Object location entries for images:
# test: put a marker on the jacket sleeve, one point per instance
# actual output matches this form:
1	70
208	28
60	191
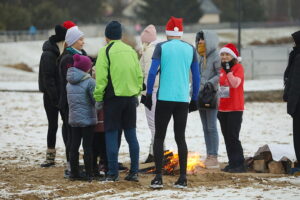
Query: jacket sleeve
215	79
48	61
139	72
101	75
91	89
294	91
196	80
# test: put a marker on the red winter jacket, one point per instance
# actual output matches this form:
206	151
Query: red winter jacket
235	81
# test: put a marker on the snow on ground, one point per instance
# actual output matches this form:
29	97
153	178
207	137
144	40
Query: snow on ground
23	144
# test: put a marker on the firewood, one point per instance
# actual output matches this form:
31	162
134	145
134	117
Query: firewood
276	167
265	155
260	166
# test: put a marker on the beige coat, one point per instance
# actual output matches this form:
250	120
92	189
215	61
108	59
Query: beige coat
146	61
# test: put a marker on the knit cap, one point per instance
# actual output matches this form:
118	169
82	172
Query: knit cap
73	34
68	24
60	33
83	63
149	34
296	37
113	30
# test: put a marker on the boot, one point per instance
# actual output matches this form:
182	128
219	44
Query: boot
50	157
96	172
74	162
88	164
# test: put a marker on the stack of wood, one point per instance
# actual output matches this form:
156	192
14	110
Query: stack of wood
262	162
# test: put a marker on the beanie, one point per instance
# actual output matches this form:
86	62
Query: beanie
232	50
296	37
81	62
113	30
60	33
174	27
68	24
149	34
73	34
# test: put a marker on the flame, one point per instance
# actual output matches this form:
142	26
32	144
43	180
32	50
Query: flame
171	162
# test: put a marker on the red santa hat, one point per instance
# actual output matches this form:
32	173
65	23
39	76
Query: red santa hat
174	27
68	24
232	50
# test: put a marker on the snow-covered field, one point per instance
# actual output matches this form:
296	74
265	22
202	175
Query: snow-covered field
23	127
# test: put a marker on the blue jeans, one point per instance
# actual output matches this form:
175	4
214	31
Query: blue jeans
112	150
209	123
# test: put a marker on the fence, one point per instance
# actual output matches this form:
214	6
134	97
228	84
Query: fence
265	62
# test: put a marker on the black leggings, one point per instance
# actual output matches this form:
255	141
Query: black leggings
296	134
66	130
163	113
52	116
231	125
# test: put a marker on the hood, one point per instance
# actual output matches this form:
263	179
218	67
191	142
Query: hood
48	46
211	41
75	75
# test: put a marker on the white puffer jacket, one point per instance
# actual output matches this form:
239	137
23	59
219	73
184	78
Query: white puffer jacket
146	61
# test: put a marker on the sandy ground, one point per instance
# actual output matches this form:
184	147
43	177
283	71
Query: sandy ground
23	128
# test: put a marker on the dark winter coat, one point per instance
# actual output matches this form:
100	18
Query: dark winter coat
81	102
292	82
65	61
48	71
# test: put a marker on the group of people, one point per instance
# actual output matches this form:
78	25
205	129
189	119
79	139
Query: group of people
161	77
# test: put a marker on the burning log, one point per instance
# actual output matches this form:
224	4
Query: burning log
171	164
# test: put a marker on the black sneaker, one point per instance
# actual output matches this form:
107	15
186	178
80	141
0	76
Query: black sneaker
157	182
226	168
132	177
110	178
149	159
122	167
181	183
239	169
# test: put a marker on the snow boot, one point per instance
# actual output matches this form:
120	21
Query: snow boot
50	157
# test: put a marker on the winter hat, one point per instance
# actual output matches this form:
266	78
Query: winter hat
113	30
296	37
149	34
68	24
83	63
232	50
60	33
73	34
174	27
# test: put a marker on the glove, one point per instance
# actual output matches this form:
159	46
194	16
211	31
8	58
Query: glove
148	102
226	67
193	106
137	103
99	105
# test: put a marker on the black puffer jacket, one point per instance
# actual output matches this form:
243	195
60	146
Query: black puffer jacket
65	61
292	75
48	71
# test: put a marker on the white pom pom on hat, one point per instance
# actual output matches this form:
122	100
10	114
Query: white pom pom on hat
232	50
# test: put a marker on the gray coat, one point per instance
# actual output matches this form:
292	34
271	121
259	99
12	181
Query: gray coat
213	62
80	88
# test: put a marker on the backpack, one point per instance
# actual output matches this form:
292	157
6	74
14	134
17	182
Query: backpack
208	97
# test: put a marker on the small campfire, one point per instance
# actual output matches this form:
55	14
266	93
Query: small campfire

*Written task*
Reproduce every line of the data above without any change, omitting the pictures from your answer.

*The output*
# test: put a marker on the jacket sleeve, one point per instance
# actual output matches this form:
1	70
208	28
60	191
Query: jacket sleeve
215	79
48	61
139	72
101	75
91	89
294	91
196	80
# test: put a marker on the red winter jacket, one point per instance
# actual output matches this form:
206	151
Query: red winter jacket
235	81
# test: put a marker on the snow on ground, one point per instance
# actual output matches this form:
29	97
153	178
207	137
144	40
Query: snow on ground
23	144
# test: put a marker on the firewood, one point per instance
# actual output matches this form:
31	162
134	145
134	117
Query: firewood
276	167
265	155
260	166
# test: put a marker on the beige coat, one point per instance
# actual output matches this form:
250	120
92	189
215	61
108	59
Query: beige coat
146	61
# test: put a marker on the knit cap, one point per instance
# actual output matches this form:
118	169
82	172
Query: knit cap
73	34
68	24
60	33
83	63
149	34
296	37
113	30
# test: put a marker on the boot, one point per instance
# actual output matches this form:
182	128
219	44
Query: boot
50	157
96	172
74	162
88	164
# test: put a marker on the stack of wood, one point per instance
# actual output matches this form:
156	192
14	110
Query: stack of wood
262	162
# test: put a marker on the beanie, one point per instance
# actual output matches this form:
86	62
Query: beanie
232	50
296	37
81	62
113	30
60	33
174	27
68	24
149	34
73	34
# test: put a marker on the flame, one point per instance
# actual output matches this form:
142	26
32	144
43	180
32	50
Query: flame
171	162
# test: put a marker on the red santa hat, one point per instance
# actual output matches this form:
32	173
65	23
39	76
Query: red santa hat
174	27
68	24
232	50
# test: put a marker on the snow-covered field, one point per instance
# actual output matches this form:
296	74
265	22
202	175
Query: snow-covered field
23	127
# test: put a marker on the blue jeans, one point per instance
# actual output matches this form:
175	4
214	31
Query: blue jeans
112	150
209	123
# test: put a marker on the fence, one point per instance
# actual output matches this form:
214	6
134	97
228	84
Query: fence
265	62
# test: put a marker on the black leggings, one point per instance
# actual output matches this form:
255	141
Query: black leggings
296	134
66	130
163	113
52	116
231	125
# test: put a marker on the hood, one point per instance
# actual output matches this form:
263	179
218	67
191	142
Query: hood
48	46
211	41
75	75
# test: put a marker on the white puffer jacket, one point per instance
# actual output matches this form:
239	137
23	59
219	73
184	78
Query: white puffer jacket
146	61
# test: put a marker on the sandy ground, one point per instance
# actual output matches this form:
184	147
43	177
283	71
Query: sandy ground
23	128
# test: put a marker on the dark winter coat, one point per instance
# actual output matches this form:
100	18
Query: dark winter coat
81	102
292	82
65	61
48	71
# test: put a marker on the group of people, one point per instance
# actual output matches this form:
78	25
205	129
189	119
79	139
Query: group of people
161	77
# test: put a marker on the burning log, one point per instance
# actual output matches this form:
224	4
Query: burning log
171	164
# test: put a marker on the black sneaker, one point per instance
# actual output matches this form:
107	15
186	178
80	141
0	76
Query: black sneaker
157	182
226	168
132	177
110	178
149	159
122	167
181	183
239	169
# test: put a marker on the snow boot, one point per instance
# actual output matches this form:
120	21
Query: snow boot
50	157
# test: put a marker on the winter hat, one point per instance
# actual output matches this form:
266	78
Query: winter hat
113	30
296	37
149	34
68	24
83	63
232	50
60	33
73	34
174	27
# test: put a marker on the glove, one point per instance
# actual output matches this form:
159	46
194	16
211	31
8	58
Query: glove
148	102
226	67
193	106
137	103
99	105
# test: put a marker on the black puffer jacket, one point per instance
# actual output matches this form:
243	195
60	146
Query: black puffer jacket
65	61
292	75
48	71
# test: put a marker on the white pom pom on hat, one point per instance
# actual output matches this form:
122	100
10	114
Query: white pom pom on hat
232	50
# test: put a marker on the gray coat, one point per instance
# actual output matches this form:
292	34
271	121
259	99
12	181
Query: gray coat
213	62
80	88
# test: put a marker on the backpack, one point per instance
# actual output matches this form:
292	157
6	74
14	134
17	182
Query: backpack
208	97
# test: put a marker on the small campfire, one point per instance
# actual output matches this form:
55	14
266	93
Query: small campfire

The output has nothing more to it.